Source records:

• • • • • • •

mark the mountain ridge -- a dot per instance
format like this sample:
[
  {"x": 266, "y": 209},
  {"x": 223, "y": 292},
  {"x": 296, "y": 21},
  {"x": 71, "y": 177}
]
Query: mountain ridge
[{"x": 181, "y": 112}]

• • • • • • •

Aim
The listing above must be transcribed exactly, line by line.

The reply
mark the mountain ridge -- a dot per instance
format like this sample:
[
  {"x": 266, "y": 209},
  {"x": 223, "y": 292},
  {"x": 296, "y": 21},
  {"x": 71, "y": 177}
]
Query: mountain ridge
[{"x": 181, "y": 112}]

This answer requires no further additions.